- _Exercise_
Return the complete listing that follows, with each line reproduced exactly.

[Boundary annotation records]
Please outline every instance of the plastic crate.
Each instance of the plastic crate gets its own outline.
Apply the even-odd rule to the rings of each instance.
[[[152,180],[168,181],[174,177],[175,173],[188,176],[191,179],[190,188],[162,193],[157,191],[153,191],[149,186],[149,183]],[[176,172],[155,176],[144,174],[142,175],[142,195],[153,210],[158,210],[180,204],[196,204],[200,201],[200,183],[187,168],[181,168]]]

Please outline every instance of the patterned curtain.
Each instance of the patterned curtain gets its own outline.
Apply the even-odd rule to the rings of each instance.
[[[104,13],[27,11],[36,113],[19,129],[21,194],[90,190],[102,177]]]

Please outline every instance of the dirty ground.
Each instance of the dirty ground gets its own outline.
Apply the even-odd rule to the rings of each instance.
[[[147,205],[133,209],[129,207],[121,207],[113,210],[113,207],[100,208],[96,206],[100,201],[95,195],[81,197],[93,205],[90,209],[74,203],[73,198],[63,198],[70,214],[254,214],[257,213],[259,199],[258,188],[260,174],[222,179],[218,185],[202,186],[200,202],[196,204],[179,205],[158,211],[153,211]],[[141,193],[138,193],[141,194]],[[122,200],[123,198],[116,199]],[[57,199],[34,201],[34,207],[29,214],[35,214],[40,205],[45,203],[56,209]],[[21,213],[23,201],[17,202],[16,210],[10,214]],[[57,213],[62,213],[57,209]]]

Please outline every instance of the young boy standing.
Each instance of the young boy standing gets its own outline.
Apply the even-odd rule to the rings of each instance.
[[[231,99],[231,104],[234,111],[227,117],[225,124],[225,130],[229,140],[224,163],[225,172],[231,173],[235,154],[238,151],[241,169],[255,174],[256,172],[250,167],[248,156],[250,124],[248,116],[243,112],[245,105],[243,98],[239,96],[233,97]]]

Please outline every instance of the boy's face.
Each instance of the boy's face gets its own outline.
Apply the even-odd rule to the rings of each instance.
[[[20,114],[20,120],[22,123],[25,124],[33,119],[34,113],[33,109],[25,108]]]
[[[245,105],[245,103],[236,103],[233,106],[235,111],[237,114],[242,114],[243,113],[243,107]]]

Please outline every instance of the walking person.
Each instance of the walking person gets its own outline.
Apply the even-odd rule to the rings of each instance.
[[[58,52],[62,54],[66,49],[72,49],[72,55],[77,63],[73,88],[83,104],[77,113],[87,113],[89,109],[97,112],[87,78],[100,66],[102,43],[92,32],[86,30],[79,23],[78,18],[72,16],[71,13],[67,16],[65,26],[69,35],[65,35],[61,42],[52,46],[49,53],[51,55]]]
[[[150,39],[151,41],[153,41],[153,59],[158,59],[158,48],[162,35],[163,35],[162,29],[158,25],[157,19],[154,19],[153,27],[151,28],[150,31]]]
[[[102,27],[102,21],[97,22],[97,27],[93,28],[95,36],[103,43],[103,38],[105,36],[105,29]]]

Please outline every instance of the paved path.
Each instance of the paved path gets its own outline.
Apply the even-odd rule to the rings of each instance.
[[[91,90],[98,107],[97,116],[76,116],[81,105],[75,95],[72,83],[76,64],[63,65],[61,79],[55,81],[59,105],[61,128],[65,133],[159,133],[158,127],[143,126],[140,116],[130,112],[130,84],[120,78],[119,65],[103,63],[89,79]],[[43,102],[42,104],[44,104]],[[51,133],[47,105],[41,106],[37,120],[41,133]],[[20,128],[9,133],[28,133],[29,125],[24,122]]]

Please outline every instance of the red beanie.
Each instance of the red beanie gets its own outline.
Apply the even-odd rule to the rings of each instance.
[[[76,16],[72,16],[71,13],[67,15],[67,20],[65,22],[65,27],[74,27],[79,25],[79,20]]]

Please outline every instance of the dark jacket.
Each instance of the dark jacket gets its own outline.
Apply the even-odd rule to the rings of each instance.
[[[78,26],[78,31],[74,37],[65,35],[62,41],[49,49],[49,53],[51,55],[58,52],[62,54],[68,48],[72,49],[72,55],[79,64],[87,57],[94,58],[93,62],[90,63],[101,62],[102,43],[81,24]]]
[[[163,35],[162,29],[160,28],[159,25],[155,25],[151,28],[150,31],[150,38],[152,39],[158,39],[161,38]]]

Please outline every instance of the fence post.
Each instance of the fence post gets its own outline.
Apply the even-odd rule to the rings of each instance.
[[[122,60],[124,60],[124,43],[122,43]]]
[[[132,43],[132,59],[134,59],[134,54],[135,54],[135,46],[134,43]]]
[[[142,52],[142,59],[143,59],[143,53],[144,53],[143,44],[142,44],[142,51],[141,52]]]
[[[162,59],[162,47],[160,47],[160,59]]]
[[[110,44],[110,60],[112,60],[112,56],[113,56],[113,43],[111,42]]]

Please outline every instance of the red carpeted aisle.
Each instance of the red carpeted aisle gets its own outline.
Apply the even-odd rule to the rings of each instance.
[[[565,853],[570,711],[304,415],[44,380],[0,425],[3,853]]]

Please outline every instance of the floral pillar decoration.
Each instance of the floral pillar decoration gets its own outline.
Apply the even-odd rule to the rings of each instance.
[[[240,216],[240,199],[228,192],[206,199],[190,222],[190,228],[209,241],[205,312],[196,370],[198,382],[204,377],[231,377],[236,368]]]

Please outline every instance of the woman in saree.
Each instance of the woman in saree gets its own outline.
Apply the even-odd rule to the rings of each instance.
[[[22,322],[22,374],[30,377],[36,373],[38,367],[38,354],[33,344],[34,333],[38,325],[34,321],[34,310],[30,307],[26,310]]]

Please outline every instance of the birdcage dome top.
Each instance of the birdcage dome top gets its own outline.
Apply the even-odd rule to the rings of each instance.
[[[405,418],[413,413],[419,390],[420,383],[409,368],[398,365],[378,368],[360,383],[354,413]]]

- _The answer_
Please outline every instance of the plastic crate.
Each instance of the plastic crate gets its own outline.
Apply the even-odd rule to the rings of each instance.
[[[152,180],[168,181],[174,177],[175,173],[188,176],[191,179],[190,188],[162,193],[157,191],[153,191],[149,186],[149,183]],[[176,172],[155,176],[144,174],[142,175],[142,195],[153,210],[158,210],[180,204],[196,204],[200,201],[200,183],[187,168],[181,168]]]

Please outline every instance of the patterned curtain.
Each instance of the patterned curtain gets its own outline.
Apply the even-odd rule to the rings of each instance.
[[[104,13],[27,11],[36,113],[19,129],[21,194],[90,190],[102,177]]]

Please outline every instance of the dirty ground.
Each instance of the dirty ground gets its own outline.
Apply the even-odd rule to the rings of each instance.
[[[147,205],[133,209],[129,207],[121,207],[113,210],[113,207],[100,208],[96,206],[100,201],[95,195],[81,197],[93,205],[90,209],[74,203],[73,198],[63,198],[70,214],[254,214],[257,213],[259,199],[258,188],[260,174],[222,179],[218,185],[202,186],[200,202],[196,204],[179,205],[158,211],[153,211]],[[141,193],[138,193],[141,194]],[[122,200],[123,198],[116,199]],[[57,199],[34,201],[34,207],[29,214],[35,214],[40,205],[45,203],[56,209]],[[21,213],[23,201],[17,202],[16,210],[10,214]],[[57,213],[62,213],[57,209]]]

Please outline every instance of the young boy standing.
Each instance of the young boy standing gets its own outline.
Apply the even-odd rule to the rings of each instance.
[[[231,99],[231,104],[234,111],[227,117],[225,124],[225,130],[229,140],[224,163],[225,172],[231,173],[235,154],[238,151],[241,169],[255,174],[256,172],[250,167],[248,156],[250,124],[248,116],[243,112],[245,105],[243,98],[239,96],[233,97]]]

Please outline every instance of the boy's face.
Each instance of the boy's face gets its own outline.
Apply the even-odd rule to the rings of each instance.
[[[20,114],[20,120],[22,123],[25,124],[33,119],[34,113],[33,109],[25,108]]]
[[[245,105],[245,103],[236,103],[233,106],[235,111],[237,114],[242,114],[243,113],[243,107]]]

Please outline every instance of the walking person.
Each instance of the walking person gets its own outline.
Apply the even-odd rule to the rings of each instance.
[[[58,52],[62,54],[66,49],[72,49],[72,55],[77,63],[73,88],[83,104],[77,113],[87,113],[89,109],[97,112],[87,78],[100,66],[102,43],[92,32],[86,30],[79,23],[78,18],[72,16],[71,13],[67,16],[65,26],[69,35],[65,35],[61,42],[52,46],[49,53],[51,55]]]
[[[150,39],[151,41],[153,41],[153,59],[158,59],[158,48],[162,35],[163,35],[162,29],[158,25],[157,19],[154,19],[153,27],[151,28],[150,31]]]
[[[102,27],[102,21],[97,22],[97,27],[93,28],[95,36],[103,43],[103,38],[105,36],[105,29]]]

Please outline every instance of the paved path.
Each instance of the paved path gets its own outline.
Apply the even-odd rule to the rings of each instance.
[[[91,90],[98,107],[97,116],[76,116],[81,105],[75,95],[72,83],[76,64],[63,65],[61,79],[55,81],[59,105],[61,128],[65,133],[159,133],[158,127],[143,126],[140,116],[130,112],[130,84],[120,78],[119,65],[103,63],[89,79]],[[43,102],[42,104],[44,104]],[[51,133],[47,105],[41,106],[37,120],[41,133]],[[20,128],[9,133],[28,133],[29,125],[24,122]]]

Please outline every instance of the red beanie.
Each instance of the red beanie gets its own outline.
Apply the even-odd rule to the rings of each instance.
[[[76,16],[72,16],[71,13],[67,15],[67,20],[65,22],[65,27],[74,27],[79,25],[79,20]]]

Please outline every instance of the dark jacket.
Each instance of the dark jacket gets its own outline.
Apply the even-odd rule to the rings of each instance.
[[[78,26],[78,31],[74,37],[65,35],[62,41],[49,49],[49,53],[51,55],[58,52],[62,54],[68,48],[72,49],[72,55],[79,64],[87,57],[94,58],[93,62],[90,63],[101,62],[102,43],[81,24]]]
[[[163,35],[162,29],[160,28],[159,25],[155,25],[151,28],[150,31],[150,38],[152,39],[158,39],[161,38]]]

Please outline every instance of the fence post.
Each instance of the fence post gets its own outline.
Apply the even-odd rule to the rings of each instance.
[[[122,60],[124,60],[124,43],[122,43]]]
[[[132,43],[132,59],[134,59],[134,54],[135,54],[135,46],[134,43]]]
[[[142,52],[142,59],[143,59],[143,53],[144,53],[143,44],[142,44],[142,51],[141,52]]]
[[[162,59],[162,47],[160,47],[160,59]]]
[[[110,44],[110,60],[112,60],[112,56],[113,56],[113,43],[111,42]]]

Please outline every instance of the red carpeted aisle.
Each instance of the red carpeted aisle gets its own outline.
Apply the even-odd rule to the rings of each instance.
[[[565,853],[570,711],[304,415],[44,380],[0,425],[3,853]]]

Please outline every instance of the floral pillar decoration.
Each instance of the floral pillar decoration gets its own outline.
Apply the even-odd rule to the rings of each instance.
[[[240,216],[240,199],[228,192],[206,199],[190,222],[190,228],[209,241],[205,312],[196,370],[198,382],[204,377],[231,377],[236,368]]]

Please outline every instance of the woman in saree.
Each instance of the woman in saree gets its own outline.
Apply the even-odd rule to the rings of each instance.
[[[22,322],[22,374],[30,377],[36,373],[38,367],[38,354],[33,344],[34,333],[38,325],[34,321],[34,310],[30,307],[26,310]]]

Please outline every instance of the birdcage dome top.
Each instance of the birdcage dome top gets its own outline.
Apply the even-odd rule to the rings of each instance.
[[[405,418],[413,413],[419,390],[420,383],[409,368],[398,365],[378,368],[360,383],[354,413]]]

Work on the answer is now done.